# start of TEXT SECTION

My parents aren’t wasteful people, they find a way to reuse almost anything. Here’s a few things my parents have been reusing, recycling, and upcycling before they were on Pinterest.
Reusing glass jars
|Reusing glass jars in a woodshop or garage|
My dad had a woodshop in the shed in our backyard. Now thinking back on it, I wonder how much wood work he did, perhaps it was just to get away from me and my brother, but that’s another story.
On the underside of a long shelf, he had nailed the lids of jars, and in the jars were all kinds of nails and tacks and whatever stuff you need to build things with wood. These were recycled jars – maybe pickles or peanut butter; they definitely were not purchased for this purpose. As a kid, I thought it was a pretty cool idea and was for some reason, fascinated with unscrewing the jars to see what was in them, although I could see (they were glass, after all) and there was nothing ever more exciting than washers and nuts and bolts and nails.
Tucked in with the bills and charity donation requests is a blank envelope. If for some reason my father was not using that envelope, he set it aside to use at another time. It’s a habit I still do. My kids’ lunch money, field trip money, note to a teacher, is just as likely to be in a charity envelope or credit card return envelope. Because everyone pays everything on line these days, these envelopes are less available, but they still come in various mailings.

# end of TEXT SECTION

**WORK TO COMPLETE**
**a.** In the text on reusing household items, what did the father nail to the underside of a long shelf in his woodshop?
**b.** Transcribe the part of the text on reusing household items that opens with the words containing "On the underside" and closes with "bolts and nails.".

# start of GIVEN ENTRIES

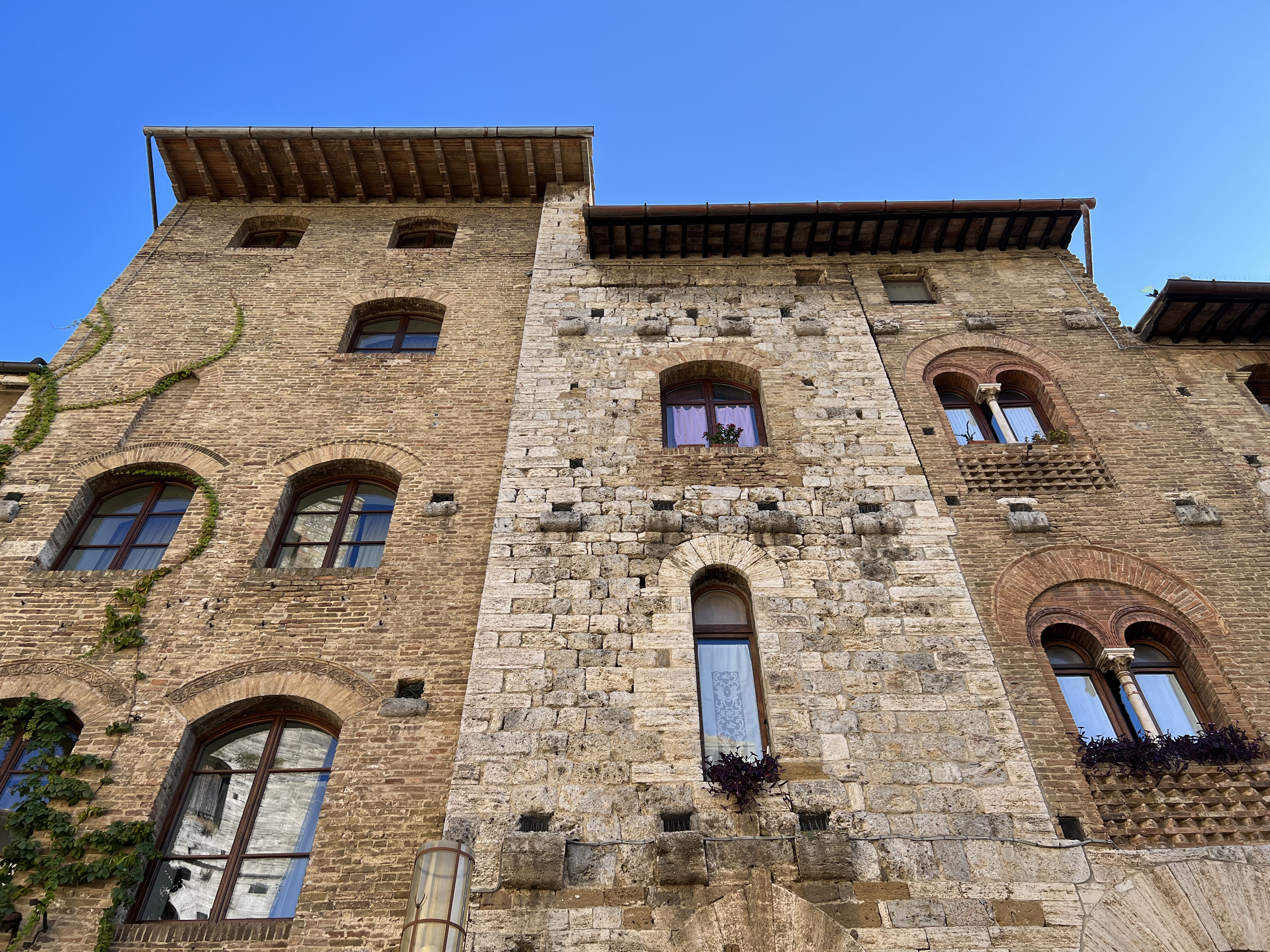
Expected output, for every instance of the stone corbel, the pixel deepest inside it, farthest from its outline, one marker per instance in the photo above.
(1118, 661)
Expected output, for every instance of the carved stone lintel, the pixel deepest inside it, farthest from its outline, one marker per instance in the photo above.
(271, 666)
(96, 678)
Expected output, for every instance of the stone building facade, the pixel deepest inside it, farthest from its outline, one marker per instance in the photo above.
(901, 587)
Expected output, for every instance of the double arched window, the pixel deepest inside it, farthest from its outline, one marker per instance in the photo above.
(731, 694)
(977, 420)
(239, 845)
(337, 525)
(129, 529)
(1099, 703)
(708, 407)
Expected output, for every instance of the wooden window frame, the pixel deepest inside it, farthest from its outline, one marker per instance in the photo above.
(432, 241)
(233, 860)
(138, 522)
(13, 757)
(708, 633)
(341, 519)
(279, 242)
(709, 403)
(976, 412)
(1173, 667)
(1102, 685)
(404, 319)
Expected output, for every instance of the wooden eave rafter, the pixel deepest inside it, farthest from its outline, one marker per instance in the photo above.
(1203, 313)
(831, 229)
(373, 166)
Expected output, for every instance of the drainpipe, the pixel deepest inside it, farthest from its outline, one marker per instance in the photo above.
(989, 394)
(1118, 661)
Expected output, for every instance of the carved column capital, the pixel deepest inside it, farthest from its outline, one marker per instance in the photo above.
(986, 393)
(1116, 659)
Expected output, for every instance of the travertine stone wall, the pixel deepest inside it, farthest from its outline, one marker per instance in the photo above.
(882, 691)
(225, 630)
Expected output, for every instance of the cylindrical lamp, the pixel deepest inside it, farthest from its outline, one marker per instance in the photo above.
(436, 916)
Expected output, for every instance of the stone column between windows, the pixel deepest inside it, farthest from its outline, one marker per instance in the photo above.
(989, 394)
(1118, 659)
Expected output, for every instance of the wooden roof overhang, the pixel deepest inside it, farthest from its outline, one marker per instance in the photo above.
(255, 163)
(1208, 312)
(830, 228)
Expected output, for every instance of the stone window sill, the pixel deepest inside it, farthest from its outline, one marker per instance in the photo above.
(313, 573)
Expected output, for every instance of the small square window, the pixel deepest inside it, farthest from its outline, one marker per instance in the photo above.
(909, 293)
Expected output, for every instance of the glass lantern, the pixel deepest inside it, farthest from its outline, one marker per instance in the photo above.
(436, 916)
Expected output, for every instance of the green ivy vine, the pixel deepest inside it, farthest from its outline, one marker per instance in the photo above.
(49, 845)
(46, 843)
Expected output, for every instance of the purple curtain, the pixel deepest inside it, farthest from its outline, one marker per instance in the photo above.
(685, 426)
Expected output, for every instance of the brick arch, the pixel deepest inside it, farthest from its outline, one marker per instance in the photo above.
(1029, 576)
(928, 352)
(388, 454)
(688, 559)
(426, 293)
(190, 456)
(335, 687)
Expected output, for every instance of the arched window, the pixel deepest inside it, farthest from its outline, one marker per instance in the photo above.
(1024, 414)
(17, 755)
(1086, 691)
(1165, 689)
(731, 696)
(398, 333)
(693, 409)
(239, 845)
(283, 238)
(129, 529)
(426, 237)
(337, 525)
(965, 416)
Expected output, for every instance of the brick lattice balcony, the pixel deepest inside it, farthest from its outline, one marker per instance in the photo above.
(1027, 469)
(1201, 805)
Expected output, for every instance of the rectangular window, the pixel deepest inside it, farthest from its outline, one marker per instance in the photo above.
(730, 697)
(909, 293)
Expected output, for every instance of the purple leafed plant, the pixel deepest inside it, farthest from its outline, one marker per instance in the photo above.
(1169, 755)
(723, 436)
(745, 777)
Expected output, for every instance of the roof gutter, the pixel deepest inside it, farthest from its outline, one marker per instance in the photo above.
(953, 208)
(373, 133)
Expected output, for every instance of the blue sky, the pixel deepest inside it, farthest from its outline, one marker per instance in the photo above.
(1160, 111)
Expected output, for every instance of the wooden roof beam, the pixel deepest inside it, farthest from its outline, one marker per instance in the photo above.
(178, 187)
(213, 192)
(413, 166)
(384, 171)
(502, 171)
(476, 175)
(534, 176)
(1183, 329)
(327, 177)
(237, 172)
(445, 169)
(302, 190)
(352, 169)
(270, 180)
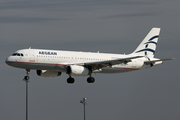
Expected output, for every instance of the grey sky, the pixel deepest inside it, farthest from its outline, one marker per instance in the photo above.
(90, 25)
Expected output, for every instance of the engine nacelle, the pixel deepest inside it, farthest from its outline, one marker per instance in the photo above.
(77, 70)
(48, 73)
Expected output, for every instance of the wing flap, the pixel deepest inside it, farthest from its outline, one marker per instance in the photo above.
(100, 64)
(153, 61)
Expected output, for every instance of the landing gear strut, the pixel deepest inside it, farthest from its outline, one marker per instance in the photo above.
(70, 80)
(26, 78)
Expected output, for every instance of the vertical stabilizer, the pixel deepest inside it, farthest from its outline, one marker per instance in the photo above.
(148, 46)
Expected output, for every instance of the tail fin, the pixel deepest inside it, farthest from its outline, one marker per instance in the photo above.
(148, 46)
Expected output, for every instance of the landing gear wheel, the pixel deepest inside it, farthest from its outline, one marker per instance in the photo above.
(90, 80)
(70, 80)
(26, 77)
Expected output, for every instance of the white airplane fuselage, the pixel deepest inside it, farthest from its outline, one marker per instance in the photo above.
(51, 63)
(41, 59)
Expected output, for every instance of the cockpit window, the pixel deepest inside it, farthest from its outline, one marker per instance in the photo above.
(14, 54)
(17, 54)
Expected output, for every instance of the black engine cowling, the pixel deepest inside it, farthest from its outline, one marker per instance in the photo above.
(48, 73)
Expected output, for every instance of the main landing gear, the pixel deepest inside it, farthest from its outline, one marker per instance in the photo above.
(26, 78)
(71, 80)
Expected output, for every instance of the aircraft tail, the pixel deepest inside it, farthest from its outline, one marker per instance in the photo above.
(148, 46)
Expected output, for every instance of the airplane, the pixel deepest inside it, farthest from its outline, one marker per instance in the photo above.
(51, 63)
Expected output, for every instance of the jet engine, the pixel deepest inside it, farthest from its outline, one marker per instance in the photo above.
(77, 70)
(48, 73)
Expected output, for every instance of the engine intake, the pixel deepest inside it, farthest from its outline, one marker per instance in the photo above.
(48, 73)
(77, 70)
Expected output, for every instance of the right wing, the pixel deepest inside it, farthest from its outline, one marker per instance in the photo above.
(101, 64)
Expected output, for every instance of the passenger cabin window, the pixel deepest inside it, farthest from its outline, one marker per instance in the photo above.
(17, 54)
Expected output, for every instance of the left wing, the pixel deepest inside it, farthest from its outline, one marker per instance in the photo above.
(100, 64)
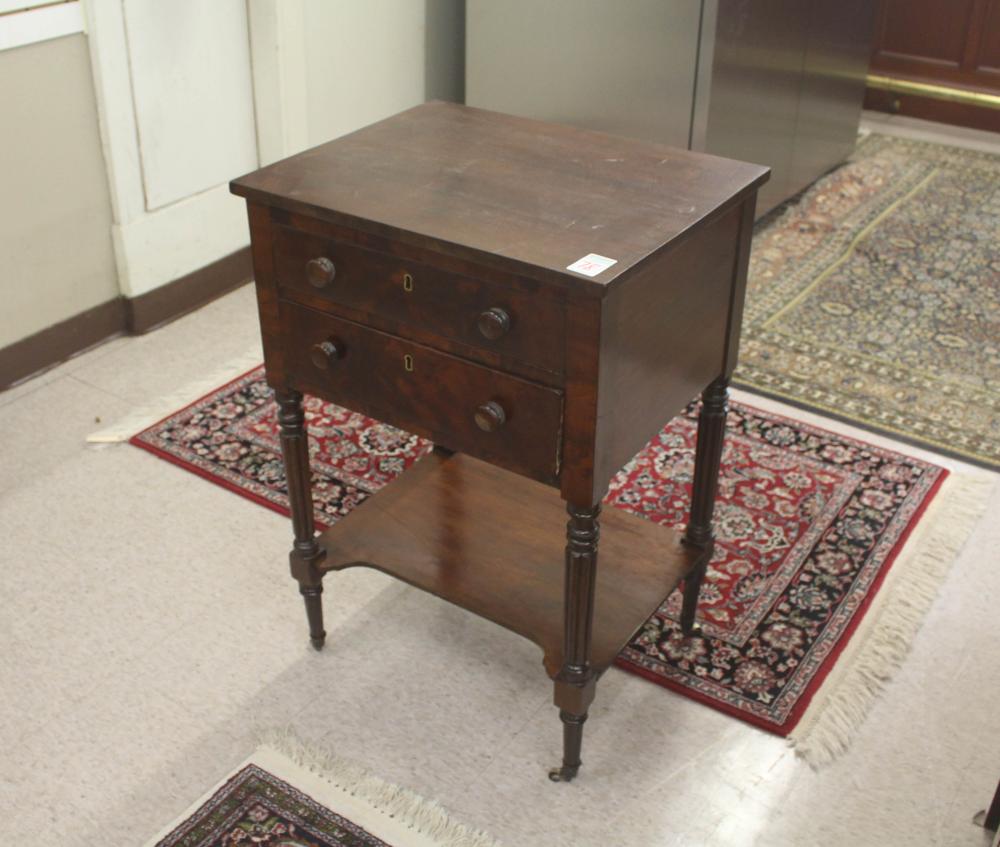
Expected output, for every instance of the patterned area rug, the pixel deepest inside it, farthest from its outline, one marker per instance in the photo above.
(286, 795)
(876, 297)
(808, 524)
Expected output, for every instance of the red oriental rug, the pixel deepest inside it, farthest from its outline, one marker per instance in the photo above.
(808, 524)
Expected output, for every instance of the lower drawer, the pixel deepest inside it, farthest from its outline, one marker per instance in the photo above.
(467, 407)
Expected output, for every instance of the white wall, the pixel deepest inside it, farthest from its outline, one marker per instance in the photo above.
(193, 93)
(175, 98)
(323, 68)
(187, 94)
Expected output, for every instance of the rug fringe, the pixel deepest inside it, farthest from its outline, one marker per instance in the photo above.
(425, 817)
(880, 644)
(156, 410)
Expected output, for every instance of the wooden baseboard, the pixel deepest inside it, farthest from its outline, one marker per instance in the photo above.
(135, 316)
(170, 301)
(933, 109)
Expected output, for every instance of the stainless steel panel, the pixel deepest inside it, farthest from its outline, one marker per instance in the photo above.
(627, 68)
(756, 77)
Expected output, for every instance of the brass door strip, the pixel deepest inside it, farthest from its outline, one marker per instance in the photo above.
(936, 92)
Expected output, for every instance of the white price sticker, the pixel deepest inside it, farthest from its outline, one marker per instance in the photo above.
(591, 264)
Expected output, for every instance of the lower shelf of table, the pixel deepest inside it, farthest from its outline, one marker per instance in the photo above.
(493, 543)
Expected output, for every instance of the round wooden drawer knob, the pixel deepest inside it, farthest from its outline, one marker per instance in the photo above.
(324, 354)
(493, 323)
(490, 416)
(320, 272)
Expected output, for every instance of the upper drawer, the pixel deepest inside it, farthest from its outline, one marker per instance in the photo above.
(485, 315)
(489, 414)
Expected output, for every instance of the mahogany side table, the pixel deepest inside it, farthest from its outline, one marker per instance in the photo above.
(538, 301)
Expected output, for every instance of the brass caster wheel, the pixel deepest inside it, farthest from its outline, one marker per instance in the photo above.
(563, 774)
(694, 631)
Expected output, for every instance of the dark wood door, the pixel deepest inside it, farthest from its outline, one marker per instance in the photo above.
(950, 49)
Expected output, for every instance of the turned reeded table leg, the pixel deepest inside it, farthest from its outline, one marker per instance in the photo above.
(306, 553)
(707, 459)
(574, 686)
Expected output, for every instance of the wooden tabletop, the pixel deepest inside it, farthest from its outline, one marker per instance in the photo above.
(523, 195)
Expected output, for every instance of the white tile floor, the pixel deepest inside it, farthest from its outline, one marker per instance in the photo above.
(149, 626)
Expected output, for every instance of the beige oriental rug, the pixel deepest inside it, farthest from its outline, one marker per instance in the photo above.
(875, 297)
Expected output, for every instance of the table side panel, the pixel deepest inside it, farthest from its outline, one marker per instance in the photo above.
(664, 339)
(421, 295)
(424, 391)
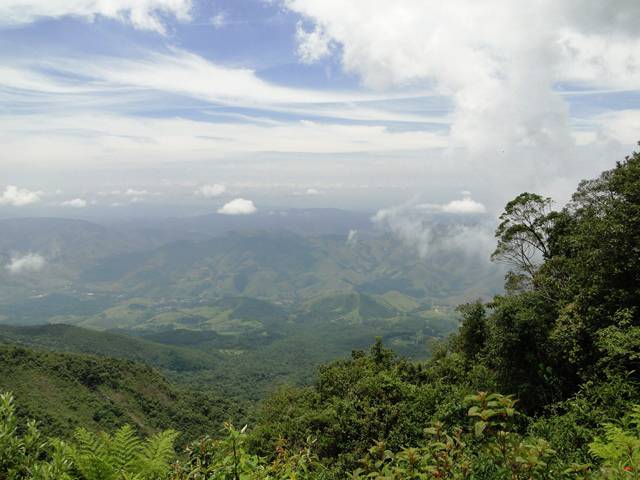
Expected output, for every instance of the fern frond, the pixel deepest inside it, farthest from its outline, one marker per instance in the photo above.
(156, 455)
(123, 447)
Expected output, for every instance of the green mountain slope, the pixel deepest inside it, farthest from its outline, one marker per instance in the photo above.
(65, 391)
(68, 338)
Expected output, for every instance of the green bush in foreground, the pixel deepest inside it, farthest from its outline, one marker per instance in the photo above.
(487, 448)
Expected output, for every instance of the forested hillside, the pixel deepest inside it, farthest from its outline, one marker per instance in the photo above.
(561, 347)
(67, 391)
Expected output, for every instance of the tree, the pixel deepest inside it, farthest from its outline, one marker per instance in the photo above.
(523, 233)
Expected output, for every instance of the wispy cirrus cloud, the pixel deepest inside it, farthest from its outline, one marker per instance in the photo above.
(141, 14)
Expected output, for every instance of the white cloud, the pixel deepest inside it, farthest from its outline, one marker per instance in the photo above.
(417, 229)
(313, 45)
(466, 205)
(238, 206)
(141, 14)
(132, 192)
(18, 197)
(211, 191)
(499, 61)
(27, 262)
(75, 203)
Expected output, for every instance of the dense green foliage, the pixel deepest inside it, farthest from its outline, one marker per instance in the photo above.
(67, 391)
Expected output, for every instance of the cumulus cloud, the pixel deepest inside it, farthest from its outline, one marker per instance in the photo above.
(74, 203)
(466, 205)
(141, 14)
(18, 197)
(416, 227)
(238, 206)
(313, 45)
(211, 191)
(27, 262)
(499, 61)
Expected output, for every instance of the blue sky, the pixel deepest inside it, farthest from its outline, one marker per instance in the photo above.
(351, 103)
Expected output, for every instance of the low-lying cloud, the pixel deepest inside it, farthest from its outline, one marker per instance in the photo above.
(238, 206)
(417, 228)
(27, 262)
(18, 197)
(74, 203)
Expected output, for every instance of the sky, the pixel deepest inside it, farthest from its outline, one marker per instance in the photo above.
(232, 106)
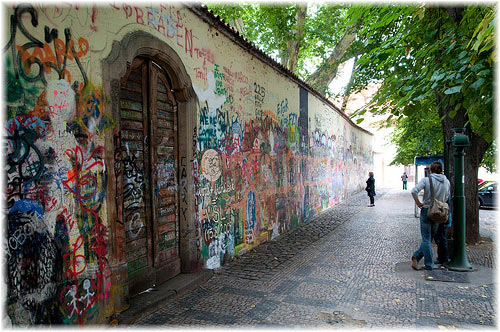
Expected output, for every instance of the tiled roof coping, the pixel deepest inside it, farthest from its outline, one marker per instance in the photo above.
(216, 21)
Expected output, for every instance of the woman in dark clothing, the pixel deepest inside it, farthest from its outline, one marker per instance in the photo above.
(370, 188)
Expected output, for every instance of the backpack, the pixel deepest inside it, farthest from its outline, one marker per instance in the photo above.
(438, 212)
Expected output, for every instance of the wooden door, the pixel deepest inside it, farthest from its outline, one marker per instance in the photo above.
(148, 123)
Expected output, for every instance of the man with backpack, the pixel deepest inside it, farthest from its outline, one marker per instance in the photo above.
(428, 228)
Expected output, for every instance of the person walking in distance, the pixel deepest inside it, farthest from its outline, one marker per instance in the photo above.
(370, 188)
(404, 178)
(428, 229)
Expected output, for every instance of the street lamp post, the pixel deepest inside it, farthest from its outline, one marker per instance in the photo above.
(459, 261)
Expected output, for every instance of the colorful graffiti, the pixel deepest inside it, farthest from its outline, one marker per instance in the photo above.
(263, 159)
(263, 176)
(55, 185)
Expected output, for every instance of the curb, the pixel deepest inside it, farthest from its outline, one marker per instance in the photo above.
(146, 302)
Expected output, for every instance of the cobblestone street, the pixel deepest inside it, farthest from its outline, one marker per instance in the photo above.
(347, 267)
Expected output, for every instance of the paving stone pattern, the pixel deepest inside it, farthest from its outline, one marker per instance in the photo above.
(339, 269)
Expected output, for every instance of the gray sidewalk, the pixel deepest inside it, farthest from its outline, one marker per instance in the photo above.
(347, 267)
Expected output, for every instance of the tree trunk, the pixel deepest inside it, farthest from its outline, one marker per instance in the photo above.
(322, 77)
(472, 160)
(347, 93)
(296, 41)
(290, 56)
(473, 154)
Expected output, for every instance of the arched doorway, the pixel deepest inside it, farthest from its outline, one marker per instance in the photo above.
(130, 276)
(149, 148)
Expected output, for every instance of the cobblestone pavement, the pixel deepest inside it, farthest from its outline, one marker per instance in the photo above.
(347, 267)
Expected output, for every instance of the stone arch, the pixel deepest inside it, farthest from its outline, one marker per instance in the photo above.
(114, 67)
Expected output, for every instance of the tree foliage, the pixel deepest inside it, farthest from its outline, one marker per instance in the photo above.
(312, 48)
(417, 136)
(435, 60)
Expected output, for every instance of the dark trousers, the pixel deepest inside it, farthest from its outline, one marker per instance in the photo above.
(442, 243)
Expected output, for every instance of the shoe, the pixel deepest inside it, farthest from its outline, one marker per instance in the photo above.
(414, 263)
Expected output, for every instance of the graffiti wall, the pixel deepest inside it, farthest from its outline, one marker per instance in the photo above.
(265, 153)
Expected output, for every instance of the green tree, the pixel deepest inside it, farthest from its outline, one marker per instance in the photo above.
(435, 59)
(310, 41)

# end of GIVEN ENTRIES

**SOLVED TASKS**
**a.** The lids of jars.

**b.**
On the underside of a long shelf, he had nailed the lids of jars, and in the jars were all kinds of nails and tacks and whatever stuff you need to build things with wood. These were recycled jars – maybe pickles or peanut butter; they definitely were not purchased for this purpose. As a kid, I thought it was a pretty cool idea and was for some reason, fascinated with unscrewing the jars to see what was in them, although I could see (they were glass, after all) and there was nothing ever more exciting than washers and nuts and bolts and nails.